• **REQUIREMENT 1**: Translate this sentence from the page excerpt on Shanghai's lilong neighborhoods into Spanish: "This collage drawing combines typological analysis and fiction to curate an alternative urban formation of Shanghai's residential neighbourhoods."

• **PAGE EXCERPT**:
◇ ◇ ◇ ◇
Pressured by urban densification, the enclave that housed Shanghai’s historic neighbourhoods – lilongs – and their place memories are undergoing demolition. The design analyses and learns from the peripheral lilong buildings of Yangshupu as a typological exemplar that represents an alternative spatial culture to the homogeneous residential landscape of growth-oriented Shanghai.
An urban-scale design strategy is developed to restore the lost fluid social space of lilong-like residential neighbourhoods, in its form, material, place memory and spatial practice.
The design is carried out through a process of palimpsestuous hybrid-drawing, where the same axonometric, plan or section is worked over multiple times – as model and as drawing – to achieve a representational technique that allows navigation across analysis, strategy, construction, and inhabitation.
Collage combining typology with the literary imaginary of historic Shanghai:
''...Lilong is like a blanket of darkness. The darkness is like an abyss, even a mountain falling in would silently sink to the bottom.''
– Song of Everlasting Sorrow.
This collage drawing combines typological analysis and fiction to curate an alternative urban formation of Shanghai's residential neighbourhoods.
This model mimics tactical appropriation of space and stages; a tension between the flat surface of strategic conception and the three-dimensional volume of lived space.
The scheme is presented through five sets of acetate drawings – the physical layering of inhabitation over structure stages a dynamic representation of spatial appropriation.
◇ ◇ ◇ ◇
• **DATA SHOWN**:

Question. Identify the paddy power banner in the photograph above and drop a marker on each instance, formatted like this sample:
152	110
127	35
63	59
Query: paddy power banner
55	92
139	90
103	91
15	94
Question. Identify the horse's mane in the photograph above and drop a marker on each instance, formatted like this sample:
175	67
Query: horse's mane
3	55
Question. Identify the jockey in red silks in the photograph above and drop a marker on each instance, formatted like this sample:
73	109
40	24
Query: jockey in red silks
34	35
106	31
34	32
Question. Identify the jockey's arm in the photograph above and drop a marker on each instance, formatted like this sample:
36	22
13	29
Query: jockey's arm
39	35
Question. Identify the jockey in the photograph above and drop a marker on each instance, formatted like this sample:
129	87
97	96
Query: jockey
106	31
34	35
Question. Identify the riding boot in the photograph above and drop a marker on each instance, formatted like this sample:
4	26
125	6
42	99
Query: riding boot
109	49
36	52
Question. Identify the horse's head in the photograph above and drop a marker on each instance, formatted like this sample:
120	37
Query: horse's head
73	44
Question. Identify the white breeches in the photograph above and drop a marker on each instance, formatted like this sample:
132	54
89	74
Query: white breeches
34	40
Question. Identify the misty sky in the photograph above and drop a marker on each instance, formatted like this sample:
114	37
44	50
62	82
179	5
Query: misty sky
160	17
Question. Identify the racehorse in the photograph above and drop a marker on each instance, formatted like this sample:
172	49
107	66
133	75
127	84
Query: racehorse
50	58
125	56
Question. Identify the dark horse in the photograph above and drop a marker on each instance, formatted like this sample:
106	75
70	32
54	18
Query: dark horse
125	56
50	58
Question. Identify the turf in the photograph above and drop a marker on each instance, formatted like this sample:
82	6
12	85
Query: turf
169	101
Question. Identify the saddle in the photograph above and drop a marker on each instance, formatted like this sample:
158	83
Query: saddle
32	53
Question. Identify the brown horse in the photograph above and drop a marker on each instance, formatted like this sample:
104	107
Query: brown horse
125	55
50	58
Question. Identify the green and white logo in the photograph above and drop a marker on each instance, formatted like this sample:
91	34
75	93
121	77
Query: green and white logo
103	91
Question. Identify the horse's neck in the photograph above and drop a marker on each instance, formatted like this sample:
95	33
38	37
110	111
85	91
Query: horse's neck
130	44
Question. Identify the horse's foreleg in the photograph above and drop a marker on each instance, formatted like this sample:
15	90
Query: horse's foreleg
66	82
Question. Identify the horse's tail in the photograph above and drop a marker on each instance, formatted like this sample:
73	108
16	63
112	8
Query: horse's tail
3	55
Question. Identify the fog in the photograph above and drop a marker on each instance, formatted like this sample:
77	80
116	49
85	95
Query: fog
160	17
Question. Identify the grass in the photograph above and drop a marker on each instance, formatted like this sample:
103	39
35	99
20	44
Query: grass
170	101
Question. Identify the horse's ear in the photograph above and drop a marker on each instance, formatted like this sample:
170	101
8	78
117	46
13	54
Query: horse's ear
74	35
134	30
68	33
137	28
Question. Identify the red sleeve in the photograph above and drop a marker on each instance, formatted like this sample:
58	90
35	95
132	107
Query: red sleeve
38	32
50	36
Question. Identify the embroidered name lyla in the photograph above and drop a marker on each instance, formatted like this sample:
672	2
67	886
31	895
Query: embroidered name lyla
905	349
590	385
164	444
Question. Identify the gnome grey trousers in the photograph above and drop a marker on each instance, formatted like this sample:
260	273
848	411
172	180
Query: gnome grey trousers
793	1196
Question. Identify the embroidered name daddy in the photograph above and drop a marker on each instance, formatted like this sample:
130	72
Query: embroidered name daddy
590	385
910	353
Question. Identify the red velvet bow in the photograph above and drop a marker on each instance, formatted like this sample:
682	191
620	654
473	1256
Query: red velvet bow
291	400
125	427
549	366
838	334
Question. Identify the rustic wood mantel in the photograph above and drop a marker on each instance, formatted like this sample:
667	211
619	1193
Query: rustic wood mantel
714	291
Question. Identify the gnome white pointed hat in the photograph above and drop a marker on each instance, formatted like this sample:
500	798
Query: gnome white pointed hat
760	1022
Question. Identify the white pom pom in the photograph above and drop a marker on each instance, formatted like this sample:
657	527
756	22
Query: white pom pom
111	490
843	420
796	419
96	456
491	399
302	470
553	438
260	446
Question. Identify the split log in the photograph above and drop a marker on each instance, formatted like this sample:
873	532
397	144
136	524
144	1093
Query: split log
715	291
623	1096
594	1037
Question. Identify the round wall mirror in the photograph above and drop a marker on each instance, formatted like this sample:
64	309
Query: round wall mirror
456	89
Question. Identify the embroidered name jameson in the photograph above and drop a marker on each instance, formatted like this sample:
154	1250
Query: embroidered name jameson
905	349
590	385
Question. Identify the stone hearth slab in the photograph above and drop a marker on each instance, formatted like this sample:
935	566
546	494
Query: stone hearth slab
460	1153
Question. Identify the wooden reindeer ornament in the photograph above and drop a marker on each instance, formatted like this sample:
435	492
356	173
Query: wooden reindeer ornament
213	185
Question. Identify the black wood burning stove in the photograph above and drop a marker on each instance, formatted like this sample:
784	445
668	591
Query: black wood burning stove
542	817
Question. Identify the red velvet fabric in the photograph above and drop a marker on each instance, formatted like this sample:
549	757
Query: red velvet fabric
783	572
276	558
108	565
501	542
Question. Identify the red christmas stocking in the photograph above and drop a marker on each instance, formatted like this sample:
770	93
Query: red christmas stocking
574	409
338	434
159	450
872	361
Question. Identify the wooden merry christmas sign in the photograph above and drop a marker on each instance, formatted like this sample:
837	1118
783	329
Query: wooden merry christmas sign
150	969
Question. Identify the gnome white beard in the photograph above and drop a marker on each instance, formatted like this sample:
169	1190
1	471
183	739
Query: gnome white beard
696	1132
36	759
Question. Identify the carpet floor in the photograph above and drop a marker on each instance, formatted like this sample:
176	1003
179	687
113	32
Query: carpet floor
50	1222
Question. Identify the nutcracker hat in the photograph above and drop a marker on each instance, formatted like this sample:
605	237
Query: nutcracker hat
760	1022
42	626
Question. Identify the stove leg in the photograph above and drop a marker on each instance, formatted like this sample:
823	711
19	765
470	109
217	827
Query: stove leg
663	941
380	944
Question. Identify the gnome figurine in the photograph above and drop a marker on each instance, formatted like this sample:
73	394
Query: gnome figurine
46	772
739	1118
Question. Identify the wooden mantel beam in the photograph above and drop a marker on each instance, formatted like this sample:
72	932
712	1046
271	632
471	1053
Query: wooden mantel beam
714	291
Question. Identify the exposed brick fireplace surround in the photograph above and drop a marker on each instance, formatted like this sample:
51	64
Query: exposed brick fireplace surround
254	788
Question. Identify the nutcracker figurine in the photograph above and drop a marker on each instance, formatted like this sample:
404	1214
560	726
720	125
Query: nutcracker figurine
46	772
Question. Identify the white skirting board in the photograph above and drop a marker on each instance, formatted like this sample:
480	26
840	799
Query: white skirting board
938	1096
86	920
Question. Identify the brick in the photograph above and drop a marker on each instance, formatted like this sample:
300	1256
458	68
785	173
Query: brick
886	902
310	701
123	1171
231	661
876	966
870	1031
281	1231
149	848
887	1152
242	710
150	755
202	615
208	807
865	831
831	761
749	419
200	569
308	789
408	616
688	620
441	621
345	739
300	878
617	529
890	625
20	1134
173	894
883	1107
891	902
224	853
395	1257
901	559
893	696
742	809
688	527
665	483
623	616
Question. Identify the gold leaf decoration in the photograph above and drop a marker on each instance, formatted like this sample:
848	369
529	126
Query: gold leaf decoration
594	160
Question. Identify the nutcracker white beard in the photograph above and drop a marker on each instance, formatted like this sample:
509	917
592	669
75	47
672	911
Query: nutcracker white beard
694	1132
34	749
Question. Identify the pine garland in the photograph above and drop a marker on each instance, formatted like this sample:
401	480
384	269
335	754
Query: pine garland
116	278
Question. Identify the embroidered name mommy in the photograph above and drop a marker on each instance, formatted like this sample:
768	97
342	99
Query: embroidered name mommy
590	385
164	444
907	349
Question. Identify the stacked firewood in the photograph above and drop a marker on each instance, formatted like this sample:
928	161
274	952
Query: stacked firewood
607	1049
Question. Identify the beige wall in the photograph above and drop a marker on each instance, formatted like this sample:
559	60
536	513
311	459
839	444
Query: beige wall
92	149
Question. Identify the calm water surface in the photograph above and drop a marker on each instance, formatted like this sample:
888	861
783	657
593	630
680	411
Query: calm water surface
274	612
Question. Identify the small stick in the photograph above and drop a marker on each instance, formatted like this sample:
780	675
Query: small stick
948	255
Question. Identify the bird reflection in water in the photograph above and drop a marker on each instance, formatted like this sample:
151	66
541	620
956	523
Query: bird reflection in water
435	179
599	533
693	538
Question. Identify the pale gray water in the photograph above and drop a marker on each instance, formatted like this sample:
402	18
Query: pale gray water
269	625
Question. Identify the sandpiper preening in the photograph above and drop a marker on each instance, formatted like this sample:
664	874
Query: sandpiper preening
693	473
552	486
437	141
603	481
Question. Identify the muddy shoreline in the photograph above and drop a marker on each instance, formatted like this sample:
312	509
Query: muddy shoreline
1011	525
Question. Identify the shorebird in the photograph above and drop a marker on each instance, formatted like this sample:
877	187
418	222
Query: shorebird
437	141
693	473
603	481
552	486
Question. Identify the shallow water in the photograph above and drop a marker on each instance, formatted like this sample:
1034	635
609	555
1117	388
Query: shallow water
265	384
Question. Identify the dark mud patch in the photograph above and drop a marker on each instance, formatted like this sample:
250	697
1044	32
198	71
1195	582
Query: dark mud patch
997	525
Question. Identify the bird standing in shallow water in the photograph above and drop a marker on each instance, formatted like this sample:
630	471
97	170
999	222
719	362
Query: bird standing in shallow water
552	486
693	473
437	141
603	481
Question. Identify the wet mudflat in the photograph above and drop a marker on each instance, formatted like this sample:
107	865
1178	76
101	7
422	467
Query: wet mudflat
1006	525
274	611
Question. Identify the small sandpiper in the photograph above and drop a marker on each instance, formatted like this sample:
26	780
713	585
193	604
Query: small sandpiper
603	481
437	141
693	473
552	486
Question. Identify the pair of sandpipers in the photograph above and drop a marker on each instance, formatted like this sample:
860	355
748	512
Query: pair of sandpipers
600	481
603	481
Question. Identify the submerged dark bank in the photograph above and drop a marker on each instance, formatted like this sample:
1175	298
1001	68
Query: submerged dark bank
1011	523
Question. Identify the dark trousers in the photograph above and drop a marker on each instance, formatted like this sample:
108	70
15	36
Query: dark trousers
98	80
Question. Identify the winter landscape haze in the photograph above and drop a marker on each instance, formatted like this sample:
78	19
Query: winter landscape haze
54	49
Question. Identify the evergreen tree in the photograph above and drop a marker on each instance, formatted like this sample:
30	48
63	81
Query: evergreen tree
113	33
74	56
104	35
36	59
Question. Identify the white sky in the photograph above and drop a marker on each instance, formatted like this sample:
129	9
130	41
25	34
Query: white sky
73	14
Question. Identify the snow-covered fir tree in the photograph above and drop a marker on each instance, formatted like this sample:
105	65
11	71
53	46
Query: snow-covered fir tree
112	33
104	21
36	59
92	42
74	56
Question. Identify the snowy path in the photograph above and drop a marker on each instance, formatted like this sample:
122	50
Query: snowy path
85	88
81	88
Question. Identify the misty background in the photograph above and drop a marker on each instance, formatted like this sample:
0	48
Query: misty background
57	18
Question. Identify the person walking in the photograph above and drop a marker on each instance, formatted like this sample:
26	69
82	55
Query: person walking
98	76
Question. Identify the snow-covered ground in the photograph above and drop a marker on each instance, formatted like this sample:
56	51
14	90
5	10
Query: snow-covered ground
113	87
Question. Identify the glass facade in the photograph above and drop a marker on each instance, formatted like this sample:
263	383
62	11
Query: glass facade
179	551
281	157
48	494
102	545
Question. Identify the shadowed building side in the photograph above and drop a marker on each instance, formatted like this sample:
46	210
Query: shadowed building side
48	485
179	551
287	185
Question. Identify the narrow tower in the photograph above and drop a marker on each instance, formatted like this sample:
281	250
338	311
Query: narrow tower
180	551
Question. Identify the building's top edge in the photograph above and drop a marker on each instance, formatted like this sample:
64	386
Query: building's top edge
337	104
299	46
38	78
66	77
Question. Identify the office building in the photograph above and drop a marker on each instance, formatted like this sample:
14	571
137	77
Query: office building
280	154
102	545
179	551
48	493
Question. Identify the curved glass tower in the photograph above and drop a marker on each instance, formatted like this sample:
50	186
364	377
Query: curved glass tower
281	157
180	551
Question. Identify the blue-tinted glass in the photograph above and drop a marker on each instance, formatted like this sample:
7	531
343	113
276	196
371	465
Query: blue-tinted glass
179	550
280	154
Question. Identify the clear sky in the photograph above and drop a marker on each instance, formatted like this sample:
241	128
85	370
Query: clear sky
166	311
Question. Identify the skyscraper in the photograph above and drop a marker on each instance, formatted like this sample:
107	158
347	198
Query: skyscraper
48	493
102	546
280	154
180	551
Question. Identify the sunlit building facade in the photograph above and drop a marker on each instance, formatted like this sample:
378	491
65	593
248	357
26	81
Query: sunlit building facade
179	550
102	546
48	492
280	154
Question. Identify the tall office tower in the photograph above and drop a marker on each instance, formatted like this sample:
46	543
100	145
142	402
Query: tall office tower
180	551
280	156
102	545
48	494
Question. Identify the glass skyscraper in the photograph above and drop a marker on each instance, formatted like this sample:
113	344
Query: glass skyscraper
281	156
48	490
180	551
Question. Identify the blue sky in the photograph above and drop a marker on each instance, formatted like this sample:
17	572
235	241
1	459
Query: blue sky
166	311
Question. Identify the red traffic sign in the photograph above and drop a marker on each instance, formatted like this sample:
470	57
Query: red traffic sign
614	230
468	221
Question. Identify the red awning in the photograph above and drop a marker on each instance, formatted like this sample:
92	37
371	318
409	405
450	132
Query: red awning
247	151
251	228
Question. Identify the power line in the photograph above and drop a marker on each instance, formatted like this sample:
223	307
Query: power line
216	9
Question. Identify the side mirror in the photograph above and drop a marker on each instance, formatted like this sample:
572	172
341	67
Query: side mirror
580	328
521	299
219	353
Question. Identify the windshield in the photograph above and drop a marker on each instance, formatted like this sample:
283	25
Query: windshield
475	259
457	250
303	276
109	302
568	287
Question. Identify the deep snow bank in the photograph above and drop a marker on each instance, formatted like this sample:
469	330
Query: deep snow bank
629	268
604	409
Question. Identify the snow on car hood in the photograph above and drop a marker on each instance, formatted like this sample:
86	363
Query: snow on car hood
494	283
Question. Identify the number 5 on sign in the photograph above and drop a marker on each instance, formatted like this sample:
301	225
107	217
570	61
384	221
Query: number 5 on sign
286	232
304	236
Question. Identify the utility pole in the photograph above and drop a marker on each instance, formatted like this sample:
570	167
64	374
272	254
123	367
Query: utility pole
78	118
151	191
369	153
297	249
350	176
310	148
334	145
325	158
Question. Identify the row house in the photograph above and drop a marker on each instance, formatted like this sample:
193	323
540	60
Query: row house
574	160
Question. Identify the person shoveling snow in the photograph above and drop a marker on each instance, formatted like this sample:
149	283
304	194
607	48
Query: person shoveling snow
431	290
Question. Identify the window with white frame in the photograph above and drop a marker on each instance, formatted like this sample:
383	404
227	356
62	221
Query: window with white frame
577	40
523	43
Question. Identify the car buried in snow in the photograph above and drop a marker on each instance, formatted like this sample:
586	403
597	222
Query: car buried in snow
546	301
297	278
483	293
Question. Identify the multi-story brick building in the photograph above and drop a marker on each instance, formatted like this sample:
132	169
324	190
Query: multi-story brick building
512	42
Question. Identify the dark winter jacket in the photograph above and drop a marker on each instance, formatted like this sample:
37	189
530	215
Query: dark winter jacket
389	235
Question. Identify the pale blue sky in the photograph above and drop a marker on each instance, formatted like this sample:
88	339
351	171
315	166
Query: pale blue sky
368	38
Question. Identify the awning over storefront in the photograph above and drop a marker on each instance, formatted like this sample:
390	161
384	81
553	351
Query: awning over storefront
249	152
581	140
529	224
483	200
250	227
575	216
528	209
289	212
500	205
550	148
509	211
◇ ◇ ◇ ◇
• **REQUIREMENT 2**: Pull out each row above that contains the word "wooden", copying every such row in full.

• **FULL ANSWER 1**: Este dibujo de collage combina el análisis tipológico y la ficción para comisariar una formación urbana alternativa de los barrios residenciales de Shanghái.

• **FULL ANSWER 2**:
Question. Identify the wooden reindeer ornament in the photograph above and drop a marker on each instance, formatted like this sample:
Query: wooden reindeer ornament
Question. Identify the wooden merry christmas sign in the photograph above and drop a marker on each instance, formatted like this sample:
Query: wooden merry christmas sign
Question. Identify the wooden mantel beam in the photograph above and drop a marker on each instance, formatted like this sample:
Query: wooden mantel beam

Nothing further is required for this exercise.